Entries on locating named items
-.-.-
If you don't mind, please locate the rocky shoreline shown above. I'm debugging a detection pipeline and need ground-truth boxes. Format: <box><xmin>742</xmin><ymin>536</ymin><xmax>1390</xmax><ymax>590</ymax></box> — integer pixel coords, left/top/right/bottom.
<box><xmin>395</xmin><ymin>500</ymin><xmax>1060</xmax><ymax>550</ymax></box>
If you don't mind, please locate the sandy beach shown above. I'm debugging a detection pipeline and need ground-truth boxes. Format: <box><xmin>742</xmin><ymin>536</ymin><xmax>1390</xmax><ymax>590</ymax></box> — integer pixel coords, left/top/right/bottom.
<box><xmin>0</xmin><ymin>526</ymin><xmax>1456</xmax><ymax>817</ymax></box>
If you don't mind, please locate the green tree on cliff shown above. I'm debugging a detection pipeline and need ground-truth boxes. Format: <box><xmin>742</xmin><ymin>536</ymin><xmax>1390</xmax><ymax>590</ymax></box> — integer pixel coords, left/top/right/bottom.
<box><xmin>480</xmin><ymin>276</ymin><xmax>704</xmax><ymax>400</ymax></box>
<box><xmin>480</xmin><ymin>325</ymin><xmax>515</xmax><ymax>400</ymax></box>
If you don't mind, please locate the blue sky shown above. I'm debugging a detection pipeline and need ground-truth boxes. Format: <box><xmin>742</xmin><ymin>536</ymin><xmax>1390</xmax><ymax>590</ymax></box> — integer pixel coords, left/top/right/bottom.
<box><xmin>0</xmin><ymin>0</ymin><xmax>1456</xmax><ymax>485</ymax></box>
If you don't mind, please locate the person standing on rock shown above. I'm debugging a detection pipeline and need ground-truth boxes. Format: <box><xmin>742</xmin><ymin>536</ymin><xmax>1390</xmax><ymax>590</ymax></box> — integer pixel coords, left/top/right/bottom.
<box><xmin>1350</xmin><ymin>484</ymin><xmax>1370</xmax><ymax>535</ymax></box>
-.-.-
*The problem*
Rewrite the material above, replacing every occurrence of "ground-truth boxes" with "reference annotations" and leaving all other text unchanged.

*Task output*
If you don't mind, please locate the rocky shoreline shown above. I'm debugging a detection pipeline and need reference annotations. Format: <box><xmin>742</xmin><ymin>536</ymin><xmax>1390</xmax><ymax>590</ymax></box> — integer pixel coords, left/top/right/bottom.
<box><xmin>395</xmin><ymin>500</ymin><xmax>1060</xmax><ymax>550</ymax></box>
If you don't mind, please locate the sandy beach shown above. I'm debugging a detection pipeline and need reference annotations. Format: <box><xmin>742</xmin><ymin>536</ymin><xmax>1390</xmax><ymax>590</ymax></box> — integer pixel coords, left/top/right/bottom.
<box><xmin>0</xmin><ymin>526</ymin><xmax>1456</xmax><ymax>817</ymax></box>
If you don't mind, please locate the green tree on cliff shown above. I'm debugging a detection pipeline and need reference annotations. Format: <box><xmin>742</xmin><ymin>536</ymin><xmax>1390</xmax><ymax>590</ymax></box> — integer pixel coords, left/top/right/bottom.
<box><xmin>480</xmin><ymin>276</ymin><xmax>704</xmax><ymax>400</ymax></box>
<box><xmin>480</xmin><ymin>325</ymin><xmax>515</xmax><ymax>400</ymax></box>
If you don't mind, please locate the blue sky shown above. I'm debugging a detection pipeline and need reference annotations. Format: <box><xmin>742</xmin><ymin>536</ymin><xmax>1390</xmax><ymax>590</ymax></box> — integer pixel coords, left/top/right/bottom.
<box><xmin>0</xmin><ymin>0</ymin><xmax>1456</xmax><ymax>485</ymax></box>
If you don't mind, please locate the person standing on rock shown above. I'm debugging a detection pipeline and need reference annotations. Format: <box><xmin>742</xmin><ymin>536</ymin><xmax>1390</xmax><ymax>590</ymax></box> — integer pixel coords, left/top/right/bottom.
<box><xmin>1350</xmin><ymin>484</ymin><xmax>1370</xmax><ymax>535</ymax></box>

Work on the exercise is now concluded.